Among the entries below, find the lines with "window" and copy them.

(Beginning of DATA)

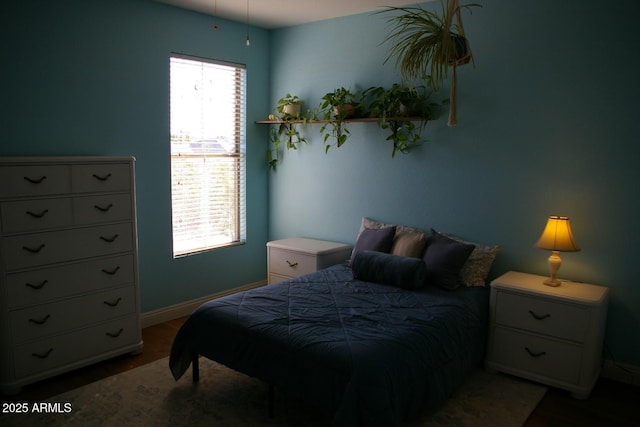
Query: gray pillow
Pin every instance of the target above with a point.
(444, 258)
(389, 269)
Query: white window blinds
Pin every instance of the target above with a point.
(207, 154)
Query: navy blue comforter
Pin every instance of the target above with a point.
(374, 354)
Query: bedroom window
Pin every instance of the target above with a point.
(207, 154)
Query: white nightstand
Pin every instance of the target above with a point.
(545, 334)
(294, 257)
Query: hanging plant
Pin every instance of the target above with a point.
(426, 44)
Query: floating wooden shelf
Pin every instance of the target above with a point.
(354, 120)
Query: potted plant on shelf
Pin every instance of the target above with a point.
(337, 106)
(427, 44)
(398, 108)
(285, 131)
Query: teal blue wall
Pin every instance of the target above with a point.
(92, 78)
(548, 124)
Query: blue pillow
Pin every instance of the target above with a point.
(444, 258)
(375, 239)
(396, 270)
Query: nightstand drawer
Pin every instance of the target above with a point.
(542, 316)
(529, 353)
(290, 264)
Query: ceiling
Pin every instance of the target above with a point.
(273, 14)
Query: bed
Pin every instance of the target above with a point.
(364, 339)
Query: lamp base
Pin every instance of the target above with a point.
(552, 281)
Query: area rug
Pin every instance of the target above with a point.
(148, 396)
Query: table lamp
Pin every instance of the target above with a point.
(556, 237)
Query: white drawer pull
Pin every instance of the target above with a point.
(36, 287)
(35, 180)
(534, 354)
(109, 239)
(40, 321)
(42, 355)
(113, 304)
(115, 335)
(111, 272)
(537, 316)
(38, 215)
(103, 177)
(104, 208)
(34, 250)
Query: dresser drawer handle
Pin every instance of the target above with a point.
(42, 355)
(35, 180)
(111, 272)
(36, 287)
(40, 321)
(537, 316)
(38, 215)
(104, 209)
(533, 354)
(116, 335)
(113, 304)
(34, 250)
(103, 177)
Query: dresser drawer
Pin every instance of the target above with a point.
(34, 180)
(51, 353)
(529, 353)
(291, 264)
(47, 284)
(543, 316)
(97, 209)
(100, 177)
(37, 249)
(38, 214)
(48, 319)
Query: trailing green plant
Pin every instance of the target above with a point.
(426, 45)
(289, 113)
(398, 109)
(337, 106)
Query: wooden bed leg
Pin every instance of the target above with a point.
(195, 369)
(271, 399)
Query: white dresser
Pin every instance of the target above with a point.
(546, 334)
(289, 258)
(68, 267)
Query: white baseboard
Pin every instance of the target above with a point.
(165, 314)
(622, 372)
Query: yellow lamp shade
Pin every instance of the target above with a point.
(557, 235)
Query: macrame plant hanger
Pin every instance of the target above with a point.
(454, 9)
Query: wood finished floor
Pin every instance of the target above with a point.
(611, 404)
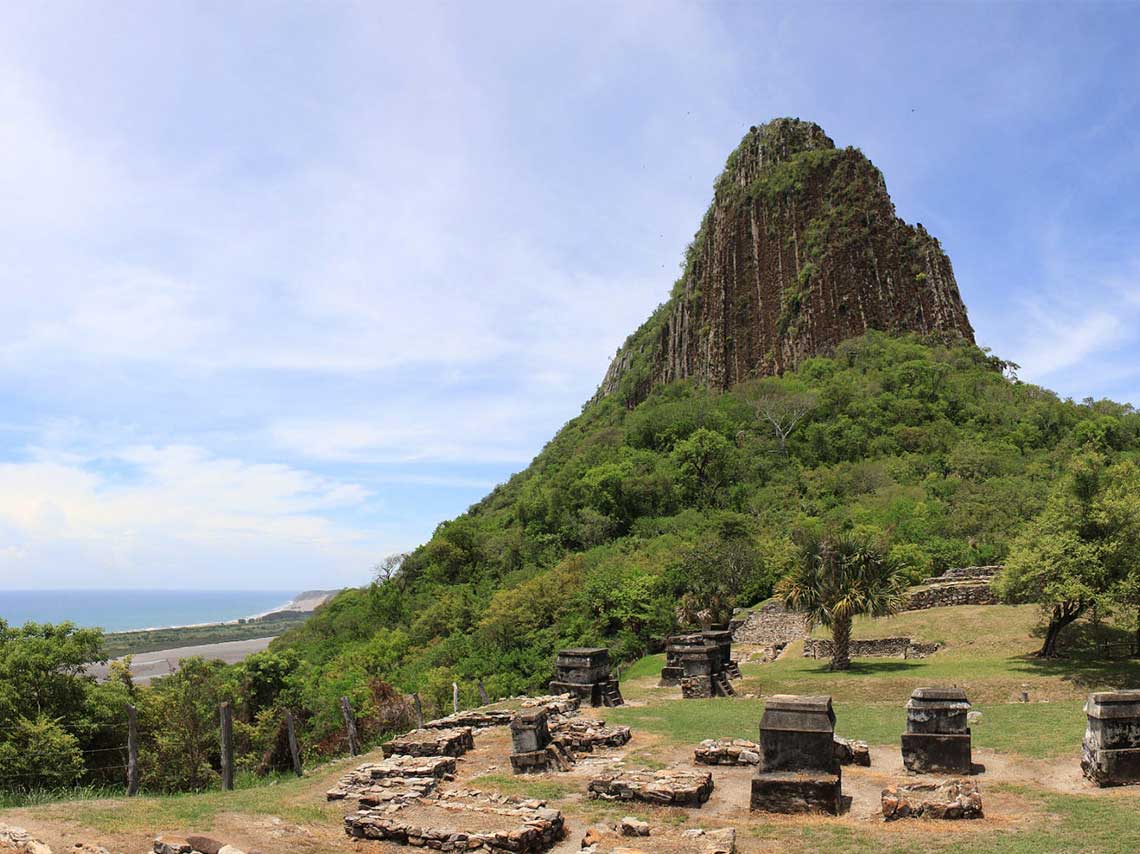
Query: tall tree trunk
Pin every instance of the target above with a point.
(841, 644)
(1061, 616)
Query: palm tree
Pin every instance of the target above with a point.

(End of DATA)

**SOLUTION TO THIS PROBLEM**
Query: white window blinds
Query: bedroom window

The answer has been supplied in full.